Exercise directions ::
Each entry that appears below should be restated exactly as it is.

Data listing ::
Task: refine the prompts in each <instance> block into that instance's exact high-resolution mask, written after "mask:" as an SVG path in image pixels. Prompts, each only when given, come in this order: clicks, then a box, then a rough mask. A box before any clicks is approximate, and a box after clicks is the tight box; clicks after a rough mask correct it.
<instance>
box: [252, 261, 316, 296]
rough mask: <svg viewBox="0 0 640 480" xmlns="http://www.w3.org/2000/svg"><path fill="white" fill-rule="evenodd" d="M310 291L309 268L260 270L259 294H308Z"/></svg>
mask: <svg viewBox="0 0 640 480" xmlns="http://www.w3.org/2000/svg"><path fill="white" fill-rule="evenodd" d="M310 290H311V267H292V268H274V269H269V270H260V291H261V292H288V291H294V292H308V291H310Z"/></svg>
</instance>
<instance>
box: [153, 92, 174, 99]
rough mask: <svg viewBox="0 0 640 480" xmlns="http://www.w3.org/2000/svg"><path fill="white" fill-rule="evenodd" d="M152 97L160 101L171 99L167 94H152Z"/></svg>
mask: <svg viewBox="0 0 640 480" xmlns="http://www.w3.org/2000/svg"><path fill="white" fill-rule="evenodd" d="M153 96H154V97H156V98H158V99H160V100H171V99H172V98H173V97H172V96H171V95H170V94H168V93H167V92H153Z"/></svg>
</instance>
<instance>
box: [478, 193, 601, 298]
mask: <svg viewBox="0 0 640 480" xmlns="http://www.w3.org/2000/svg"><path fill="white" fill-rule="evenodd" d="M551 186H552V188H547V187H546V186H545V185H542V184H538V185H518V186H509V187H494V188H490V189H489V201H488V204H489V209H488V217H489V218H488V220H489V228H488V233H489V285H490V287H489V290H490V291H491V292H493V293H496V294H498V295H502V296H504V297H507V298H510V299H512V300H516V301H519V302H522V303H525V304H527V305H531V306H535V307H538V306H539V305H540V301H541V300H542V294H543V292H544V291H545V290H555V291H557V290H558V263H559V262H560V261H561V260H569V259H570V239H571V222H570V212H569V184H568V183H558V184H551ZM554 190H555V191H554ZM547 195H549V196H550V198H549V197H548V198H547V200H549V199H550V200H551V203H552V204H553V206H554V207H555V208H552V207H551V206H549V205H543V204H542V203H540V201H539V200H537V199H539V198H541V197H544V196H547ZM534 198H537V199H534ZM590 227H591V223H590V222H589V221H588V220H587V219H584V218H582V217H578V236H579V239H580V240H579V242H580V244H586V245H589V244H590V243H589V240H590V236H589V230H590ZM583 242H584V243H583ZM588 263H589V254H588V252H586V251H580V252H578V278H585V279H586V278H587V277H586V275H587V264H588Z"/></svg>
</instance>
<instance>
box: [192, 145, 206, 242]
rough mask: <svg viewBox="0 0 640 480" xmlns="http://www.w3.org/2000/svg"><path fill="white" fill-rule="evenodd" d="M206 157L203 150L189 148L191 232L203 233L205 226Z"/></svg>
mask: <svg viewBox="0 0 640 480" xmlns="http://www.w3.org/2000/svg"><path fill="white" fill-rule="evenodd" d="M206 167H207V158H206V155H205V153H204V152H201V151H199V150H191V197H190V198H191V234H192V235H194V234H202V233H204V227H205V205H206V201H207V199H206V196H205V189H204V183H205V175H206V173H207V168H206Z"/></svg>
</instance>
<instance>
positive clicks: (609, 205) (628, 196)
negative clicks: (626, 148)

Written reply ::
Task: refine the prompts in each <instance> block into that instance's exact high-resolution mask, written after "mask:" as an SVG path in image pixels. Prompts, each only when given, come in this order: clicks, then a box, then a rough mask. A box before any clicks is approximate, and a box after clicks is the tight box; clicks after a rough mask correct it.
<instance>
box: [252, 261, 316, 296]
rough mask: <svg viewBox="0 0 640 480" xmlns="http://www.w3.org/2000/svg"><path fill="white" fill-rule="evenodd" d="M310 291L309 268L260 270L259 294H308Z"/></svg>
mask: <svg viewBox="0 0 640 480" xmlns="http://www.w3.org/2000/svg"><path fill="white" fill-rule="evenodd" d="M310 290H311V267H292V268H274V269H269V270H260V291H261V292H288V291H294V292H308V291H310Z"/></svg>
</instance>
<instance>
box: [153, 92, 174, 99]
rough mask: <svg viewBox="0 0 640 480" xmlns="http://www.w3.org/2000/svg"><path fill="white" fill-rule="evenodd" d="M152 97L160 101L171 99L167 94H152Z"/></svg>
mask: <svg viewBox="0 0 640 480" xmlns="http://www.w3.org/2000/svg"><path fill="white" fill-rule="evenodd" d="M153 96H154V97H156V98H158V99H160V100H171V99H172V98H173V97H172V96H171V95H170V94H168V93H167V92H153Z"/></svg>
</instance>
<instance>
box: [478, 193, 601, 298]
mask: <svg viewBox="0 0 640 480" xmlns="http://www.w3.org/2000/svg"><path fill="white" fill-rule="evenodd" d="M551 186H552V188H547V187H546V186H545V185H542V184H538V185H518V186H509V187H494V188H490V189H489V201H488V204H489V209H488V217H489V218H488V220H489V228H488V233H489V285H490V287H489V290H490V291H491V292H493V293H496V294H498V295H502V296H504V297H507V298H510V299H512V300H516V301H519V302H522V303H525V304H527V305H531V306H535V307H538V306H539V305H540V301H541V300H542V294H543V292H544V291H545V290H555V291H557V290H558V263H559V262H560V261H561V260H569V259H570V239H571V222H570V212H569V184H568V183H558V184H551ZM554 190H555V191H554ZM547 195H549V196H550V198H549V197H548V198H547V200H549V199H550V200H551V203H552V204H553V206H554V207H555V208H552V207H551V206H549V205H543V204H542V203H540V201H539V200H537V199H539V198H541V197H544V196H547ZM534 198H537V199H534ZM590 227H591V223H590V222H589V221H588V220H587V219H584V218H582V217H578V236H579V239H580V240H579V242H580V244H586V245H589V244H590V243H589V240H590V236H589V230H590ZM583 242H584V243H583ZM588 263H589V254H588V252H586V251H580V252H578V278H585V279H586V278H587V277H586V275H587V264H588Z"/></svg>
</instance>
<instance>
box: [192, 145, 206, 242]
rough mask: <svg viewBox="0 0 640 480" xmlns="http://www.w3.org/2000/svg"><path fill="white" fill-rule="evenodd" d="M206 157L203 150L189 148L191 232L203 233L205 226Z"/></svg>
mask: <svg viewBox="0 0 640 480" xmlns="http://www.w3.org/2000/svg"><path fill="white" fill-rule="evenodd" d="M206 167H207V158H206V155H205V153H204V152H201V151H199V150H191V197H190V198H191V234H192V235H194V234H202V233H204V227H205V205H206V201H207V199H206V196H205V189H204V183H205V175H206V173H207V168H206Z"/></svg>
</instance>
<instance>
positive clicks: (609, 205) (628, 196)
negative clicks: (626, 148)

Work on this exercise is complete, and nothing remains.